> **Data in this exercise**:
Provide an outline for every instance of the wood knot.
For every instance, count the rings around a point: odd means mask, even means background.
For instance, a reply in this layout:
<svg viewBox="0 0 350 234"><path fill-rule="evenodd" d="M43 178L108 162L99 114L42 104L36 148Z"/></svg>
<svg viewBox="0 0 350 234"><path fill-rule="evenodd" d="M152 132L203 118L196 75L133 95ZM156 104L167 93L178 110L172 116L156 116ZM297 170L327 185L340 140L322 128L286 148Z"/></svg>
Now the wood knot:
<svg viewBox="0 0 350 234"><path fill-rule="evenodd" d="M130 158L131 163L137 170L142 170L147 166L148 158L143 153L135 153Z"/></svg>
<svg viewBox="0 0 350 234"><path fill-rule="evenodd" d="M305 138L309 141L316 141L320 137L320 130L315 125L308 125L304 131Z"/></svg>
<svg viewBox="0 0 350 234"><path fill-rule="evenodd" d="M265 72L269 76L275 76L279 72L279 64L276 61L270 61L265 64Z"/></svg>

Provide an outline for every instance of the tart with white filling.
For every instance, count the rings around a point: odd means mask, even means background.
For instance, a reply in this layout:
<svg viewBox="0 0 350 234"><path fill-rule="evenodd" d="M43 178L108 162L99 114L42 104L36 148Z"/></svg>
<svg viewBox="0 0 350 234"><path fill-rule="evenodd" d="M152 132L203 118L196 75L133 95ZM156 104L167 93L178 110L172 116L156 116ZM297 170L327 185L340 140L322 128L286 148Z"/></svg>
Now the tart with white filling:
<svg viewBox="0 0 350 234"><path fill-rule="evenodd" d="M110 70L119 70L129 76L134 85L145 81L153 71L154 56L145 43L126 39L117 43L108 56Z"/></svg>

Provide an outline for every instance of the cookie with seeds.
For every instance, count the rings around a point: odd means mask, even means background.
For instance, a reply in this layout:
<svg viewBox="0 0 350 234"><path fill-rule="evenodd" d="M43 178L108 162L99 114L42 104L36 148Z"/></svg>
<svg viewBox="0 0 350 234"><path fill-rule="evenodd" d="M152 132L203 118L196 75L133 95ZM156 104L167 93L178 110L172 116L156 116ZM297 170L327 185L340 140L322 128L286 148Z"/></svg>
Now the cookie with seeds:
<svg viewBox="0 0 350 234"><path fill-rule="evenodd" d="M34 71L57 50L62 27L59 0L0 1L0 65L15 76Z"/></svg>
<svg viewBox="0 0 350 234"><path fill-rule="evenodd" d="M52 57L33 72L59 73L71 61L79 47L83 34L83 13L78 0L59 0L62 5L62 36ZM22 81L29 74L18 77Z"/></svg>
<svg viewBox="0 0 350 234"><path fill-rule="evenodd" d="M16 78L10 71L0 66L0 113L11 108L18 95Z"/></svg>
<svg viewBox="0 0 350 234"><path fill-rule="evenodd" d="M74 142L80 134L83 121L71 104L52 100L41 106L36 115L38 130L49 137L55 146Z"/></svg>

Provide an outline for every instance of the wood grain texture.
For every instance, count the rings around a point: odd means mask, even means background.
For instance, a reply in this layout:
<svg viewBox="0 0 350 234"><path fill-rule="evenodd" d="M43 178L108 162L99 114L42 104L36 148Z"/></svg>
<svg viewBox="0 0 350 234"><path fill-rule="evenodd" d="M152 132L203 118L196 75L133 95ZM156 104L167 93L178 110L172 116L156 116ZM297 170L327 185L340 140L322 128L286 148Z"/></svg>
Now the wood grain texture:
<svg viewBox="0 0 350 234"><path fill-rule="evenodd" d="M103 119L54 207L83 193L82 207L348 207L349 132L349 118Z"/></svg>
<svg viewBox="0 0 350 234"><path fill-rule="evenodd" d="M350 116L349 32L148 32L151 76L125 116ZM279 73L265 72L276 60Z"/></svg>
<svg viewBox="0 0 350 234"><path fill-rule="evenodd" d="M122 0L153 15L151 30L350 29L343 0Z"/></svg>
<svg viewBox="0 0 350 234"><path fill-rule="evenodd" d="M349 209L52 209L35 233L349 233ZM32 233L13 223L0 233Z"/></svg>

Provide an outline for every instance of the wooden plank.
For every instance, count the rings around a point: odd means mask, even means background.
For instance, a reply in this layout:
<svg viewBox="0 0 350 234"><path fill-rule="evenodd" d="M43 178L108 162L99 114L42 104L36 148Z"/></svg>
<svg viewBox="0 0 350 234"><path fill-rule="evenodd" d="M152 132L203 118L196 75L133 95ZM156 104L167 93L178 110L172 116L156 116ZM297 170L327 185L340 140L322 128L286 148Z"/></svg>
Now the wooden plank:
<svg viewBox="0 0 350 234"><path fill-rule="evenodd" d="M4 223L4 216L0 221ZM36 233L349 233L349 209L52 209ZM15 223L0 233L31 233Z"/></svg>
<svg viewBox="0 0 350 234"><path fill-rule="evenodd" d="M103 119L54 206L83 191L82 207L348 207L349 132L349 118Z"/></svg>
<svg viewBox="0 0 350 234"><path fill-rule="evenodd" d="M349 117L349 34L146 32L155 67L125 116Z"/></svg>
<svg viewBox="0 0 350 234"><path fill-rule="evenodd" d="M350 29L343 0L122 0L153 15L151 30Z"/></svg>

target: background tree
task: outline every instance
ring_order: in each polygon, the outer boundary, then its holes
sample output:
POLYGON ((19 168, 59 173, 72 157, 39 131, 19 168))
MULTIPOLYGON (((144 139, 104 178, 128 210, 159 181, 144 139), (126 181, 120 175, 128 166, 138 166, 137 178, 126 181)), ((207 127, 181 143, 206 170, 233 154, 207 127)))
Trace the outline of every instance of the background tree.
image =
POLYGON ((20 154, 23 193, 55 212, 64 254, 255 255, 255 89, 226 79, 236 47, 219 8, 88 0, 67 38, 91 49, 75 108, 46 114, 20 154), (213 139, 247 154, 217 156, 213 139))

> **Exercise goal**:
Repeat the entries above exactly, leaving nothing out.

> **Exercise solution**:
Provide an outline for every instance of the wood knot.
For every instance, count the rings around a point: odd means mask, even means background.
For instance, a reply in this layout:
<svg viewBox="0 0 350 234"><path fill-rule="evenodd" d="M43 178L108 162L99 114L42 104L36 148Z"/></svg>
<svg viewBox="0 0 350 234"><path fill-rule="evenodd" d="M152 132L203 118L196 75L133 95ZM156 104L167 93L178 110L172 116L156 116ZM297 170L327 185L340 140L322 128L286 148Z"/></svg>
Now the wood knot:
<svg viewBox="0 0 350 234"><path fill-rule="evenodd" d="M130 158L131 163L137 170L142 170L147 166L148 158L143 153L135 153Z"/></svg>
<svg viewBox="0 0 350 234"><path fill-rule="evenodd" d="M305 138L309 141L316 141L320 137L320 130L315 125L308 125L304 131Z"/></svg>
<svg viewBox="0 0 350 234"><path fill-rule="evenodd" d="M265 72L269 76L275 76L279 72L279 64L276 61L270 61L265 64Z"/></svg>

Provide an outline for every instance of the tart with white filling.
For every instance, count the rings around a point: odd means mask, even means background.
For instance, a reply in this layout:
<svg viewBox="0 0 350 234"><path fill-rule="evenodd" d="M43 178L108 162L99 114L42 104L36 148Z"/></svg>
<svg viewBox="0 0 350 234"><path fill-rule="evenodd" d="M152 132L203 118L196 75L133 95ZM156 104L167 93L178 110L172 116L156 116ZM297 170L327 185L340 140L322 128L286 148Z"/></svg>
Now the tart with white filling:
<svg viewBox="0 0 350 234"><path fill-rule="evenodd" d="M110 70L119 70L129 76L134 85L145 81L153 71L154 56L145 43L126 39L117 43L108 56Z"/></svg>

Provide an outline for every instance of the cookie with seeds.
For every instance, count the rings around a point: odd means mask, even means background.
For instance, a reply in this layout:
<svg viewBox="0 0 350 234"><path fill-rule="evenodd" d="M43 178L108 162L99 114L42 104L36 148Z"/></svg>
<svg viewBox="0 0 350 234"><path fill-rule="evenodd" d="M152 132L203 118L196 75L133 95ZM156 104L167 93L178 110L172 116L156 116ZM297 170L327 185L340 140L322 128L286 148Z"/></svg>
Now the cookie with seeds:
<svg viewBox="0 0 350 234"><path fill-rule="evenodd" d="M34 71L57 50L62 27L59 0L0 1L0 65L15 76Z"/></svg>
<svg viewBox="0 0 350 234"><path fill-rule="evenodd" d="M52 57L33 72L59 73L71 61L79 47L83 34L83 13L78 0L59 0L62 5L62 36ZM22 81L29 74L18 77Z"/></svg>
<svg viewBox="0 0 350 234"><path fill-rule="evenodd" d="M16 78L10 71L0 66L0 113L11 108L18 95Z"/></svg>
<svg viewBox="0 0 350 234"><path fill-rule="evenodd" d="M74 142L80 134L83 121L71 104L52 100L41 106L36 115L38 130L49 137L55 146Z"/></svg>

Provide an outline for every instance of the wood grain texture.
For every instance, count the rings around a point: odd means mask, even means background.
For instance, a reply in this layout:
<svg viewBox="0 0 350 234"><path fill-rule="evenodd" d="M43 178L108 162L99 114L42 104L36 148Z"/></svg>
<svg viewBox="0 0 350 234"><path fill-rule="evenodd" d="M152 132L203 118L196 75L133 95ZM156 104L167 93L178 110L172 116L156 116ZM297 170L327 185L340 140L322 128L286 148Z"/></svg>
Now the wood grain texture:
<svg viewBox="0 0 350 234"><path fill-rule="evenodd" d="M103 119L54 207L83 193L82 207L348 207L349 132L349 118Z"/></svg>
<svg viewBox="0 0 350 234"><path fill-rule="evenodd" d="M350 116L349 32L148 32L151 76L125 116ZM279 73L265 72L276 60Z"/></svg>
<svg viewBox="0 0 350 234"><path fill-rule="evenodd" d="M122 0L153 15L151 30L350 29L343 0Z"/></svg>
<svg viewBox="0 0 350 234"><path fill-rule="evenodd" d="M349 209L52 209L35 233L349 233ZM32 233L13 223L0 233Z"/></svg>

Provide an outline for every instance of the wooden plank.
For every instance, count the rings around a point: odd means mask, even means background.
For instance, a reply in this layout:
<svg viewBox="0 0 350 234"><path fill-rule="evenodd" d="M43 178L108 162L99 114L42 104L36 148Z"/></svg>
<svg viewBox="0 0 350 234"><path fill-rule="evenodd" d="M152 132L203 118L196 75L133 95ZM156 104L167 93L178 110L172 116L156 116ZM297 170L327 185L340 140L322 128L286 148Z"/></svg>
Now the wooden plank:
<svg viewBox="0 0 350 234"><path fill-rule="evenodd" d="M4 223L4 216L0 221ZM36 233L349 233L349 209L52 209ZM15 223L0 233L31 233Z"/></svg>
<svg viewBox="0 0 350 234"><path fill-rule="evenodd" d="M103 119L54 206L83 191L82 207L348 207L349 132L349 118Z"/></svg>
<svg viewBox="0 0 350 234"><path fill-rule="evenodd" d="M349 117L349 34L146 32L155 67L125 116Z"/></svg>
<svg viewBox="0 0 350 234"><path fill-rule="evenodd" d="M350 29L343 0L122 0L153 15L151 30Z"/></svg>

target: background tree
task: outline every instance
ring_order: in each polygon, the outer boundary, then its holes
sample output:
POLYGON ((19 168, 59 173, 72 157, 39 131, 19 168))
MULTIPOLYGON (((144 139, 104 178, 128 210, 159 181, 144 139), (126 181, 120 175, 128 166, 138 166, 137 178, 126 181)), ((207 127, 181 143, 206 170, 233 154, 207 127)))
Trace the outline of every instance of the background tree.
image =
POLYGON ((20 154, 23 193, 55 212, 64 254, 255 255, 255 89, 226 79, 236 47, 219 8, 88 0, 67 38, 91 49, 75 108, 46 114, 20 154), (213 139, 247 154, 217 156, 213 139))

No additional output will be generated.